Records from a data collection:
-- -- --

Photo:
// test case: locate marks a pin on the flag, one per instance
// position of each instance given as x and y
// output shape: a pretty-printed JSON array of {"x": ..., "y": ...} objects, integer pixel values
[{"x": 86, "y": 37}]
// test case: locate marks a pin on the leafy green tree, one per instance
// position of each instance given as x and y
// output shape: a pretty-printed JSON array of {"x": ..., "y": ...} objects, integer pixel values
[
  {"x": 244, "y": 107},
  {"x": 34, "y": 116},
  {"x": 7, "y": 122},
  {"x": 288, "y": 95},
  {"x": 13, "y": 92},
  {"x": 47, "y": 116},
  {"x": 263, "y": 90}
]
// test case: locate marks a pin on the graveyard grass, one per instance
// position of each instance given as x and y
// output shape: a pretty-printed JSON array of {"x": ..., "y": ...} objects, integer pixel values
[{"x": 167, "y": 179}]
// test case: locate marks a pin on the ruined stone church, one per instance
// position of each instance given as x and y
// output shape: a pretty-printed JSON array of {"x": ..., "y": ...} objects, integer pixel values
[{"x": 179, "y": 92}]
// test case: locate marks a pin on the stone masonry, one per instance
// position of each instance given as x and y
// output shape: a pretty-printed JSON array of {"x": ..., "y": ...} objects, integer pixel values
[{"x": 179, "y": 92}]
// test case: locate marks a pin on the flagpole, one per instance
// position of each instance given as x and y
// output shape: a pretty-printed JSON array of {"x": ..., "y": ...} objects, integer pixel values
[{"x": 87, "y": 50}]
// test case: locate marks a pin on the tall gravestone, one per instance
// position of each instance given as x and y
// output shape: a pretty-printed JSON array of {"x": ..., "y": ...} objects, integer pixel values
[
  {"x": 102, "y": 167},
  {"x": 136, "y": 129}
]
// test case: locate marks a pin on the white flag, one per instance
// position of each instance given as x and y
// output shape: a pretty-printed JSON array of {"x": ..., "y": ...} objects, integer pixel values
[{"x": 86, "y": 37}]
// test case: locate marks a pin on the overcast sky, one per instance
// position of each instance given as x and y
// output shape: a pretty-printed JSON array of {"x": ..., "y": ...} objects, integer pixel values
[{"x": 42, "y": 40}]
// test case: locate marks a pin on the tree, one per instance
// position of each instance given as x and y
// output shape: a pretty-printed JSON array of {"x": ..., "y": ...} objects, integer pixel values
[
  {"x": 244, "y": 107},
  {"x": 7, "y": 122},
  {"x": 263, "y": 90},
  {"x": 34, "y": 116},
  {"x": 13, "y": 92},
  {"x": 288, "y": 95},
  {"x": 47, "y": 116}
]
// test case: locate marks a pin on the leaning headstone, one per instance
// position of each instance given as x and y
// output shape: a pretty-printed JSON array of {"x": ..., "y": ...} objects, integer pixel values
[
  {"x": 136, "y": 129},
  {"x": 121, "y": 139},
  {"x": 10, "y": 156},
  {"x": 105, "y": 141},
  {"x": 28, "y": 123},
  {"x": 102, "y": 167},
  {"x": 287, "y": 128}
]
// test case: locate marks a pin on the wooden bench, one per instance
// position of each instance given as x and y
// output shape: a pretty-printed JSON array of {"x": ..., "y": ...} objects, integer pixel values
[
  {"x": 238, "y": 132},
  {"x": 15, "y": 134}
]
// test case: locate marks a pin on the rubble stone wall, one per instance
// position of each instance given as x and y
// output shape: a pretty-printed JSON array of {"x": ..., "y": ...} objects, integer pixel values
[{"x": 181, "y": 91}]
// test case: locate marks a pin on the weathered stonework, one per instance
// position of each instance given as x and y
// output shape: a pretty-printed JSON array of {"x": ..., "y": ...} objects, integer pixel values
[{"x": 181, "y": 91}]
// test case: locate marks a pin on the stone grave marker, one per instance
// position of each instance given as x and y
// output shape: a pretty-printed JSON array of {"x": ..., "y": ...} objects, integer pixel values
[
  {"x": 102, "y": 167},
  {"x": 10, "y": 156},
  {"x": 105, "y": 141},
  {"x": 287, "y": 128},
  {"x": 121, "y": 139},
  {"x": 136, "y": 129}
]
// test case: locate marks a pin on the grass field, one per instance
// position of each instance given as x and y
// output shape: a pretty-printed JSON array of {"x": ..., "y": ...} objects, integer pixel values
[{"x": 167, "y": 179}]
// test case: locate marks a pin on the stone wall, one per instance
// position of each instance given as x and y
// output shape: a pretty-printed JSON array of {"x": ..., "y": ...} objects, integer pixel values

-- -- --

• _The problem_
Every line from the one containing "headstone, one per instance" through the last line of the entries must be written out verbatim, and no other line.

• _Reply_
// test case: locate marks a pin on the leaning headstone, one per instance
// position of each instance given as x and y
// output shape: a pretty-printed JSON array of {"x": ..., "y": ...} objects, integer pixel values
[
  {"x": 136, "y": 129},
  {"x": 121, "y": 139},
  {"x": 10, "y": 156},
  {"x": 105, "y": 141},
  {"x": 28, "y": 123},
  {"x": 102, "y": 167},
  {"x": 287, "y": 128}
]
// test case: locate marks a pin on the wooden bench, one per instance
// position of each instance given as x and y
// output shape: a pretty-printed JSON array of {"x": ..., "y": ...} objects, integer pixel values
[
  {"x": 238, "y": 132},
  {"x": 15, "y": 134}
]
// test case: locate marks a pin on the rubble stone wall, one per instance
// position of each instance given as x and y
// output shape: a pretty-printed JSON array of {"x": ..., "y": ...} objects, integer pixel values
[{"x": 181, "y": 91}]
// test case: locate marks a pin on the weathered stonework, one per instance
// position of each instance given as x and y
// output shape: a pretty-printed JSON array of {"x": ..., "y": ...} objects, integer pixel values
[{"x": 181, "y": 91}]
// test case: locate marks a pin on the stone grave marker, one per instance
// position of each instance given as x and y
// output shape: a pretty-printed JSON array of {"x": ..., "y": ...} objects, integer pixel values
[
  {"x": 102, "y": 167},
  {"x": 10, "y": 156},
  {"x": 105, "y": 141},
  {"x": 287, "y": 128},
  {"x": 121, "y": 139},
  {"x": 136, "y": 129}
]
// test case: locate marks a pin on the grass field, one per instance
// position of each instance given as x and y
// output shape: a pretty-printed JSON array of {"x": ..., "y": ...} objects, integer pixel values
[{"x": 167, "y": 179}]
// test case: locate marks a pin on the stone wall, one per instance
// position of each instance given as x and y
// output shape: a pretty-printed JSON array of {"x": ..., "y": ...} objects, integer pixel values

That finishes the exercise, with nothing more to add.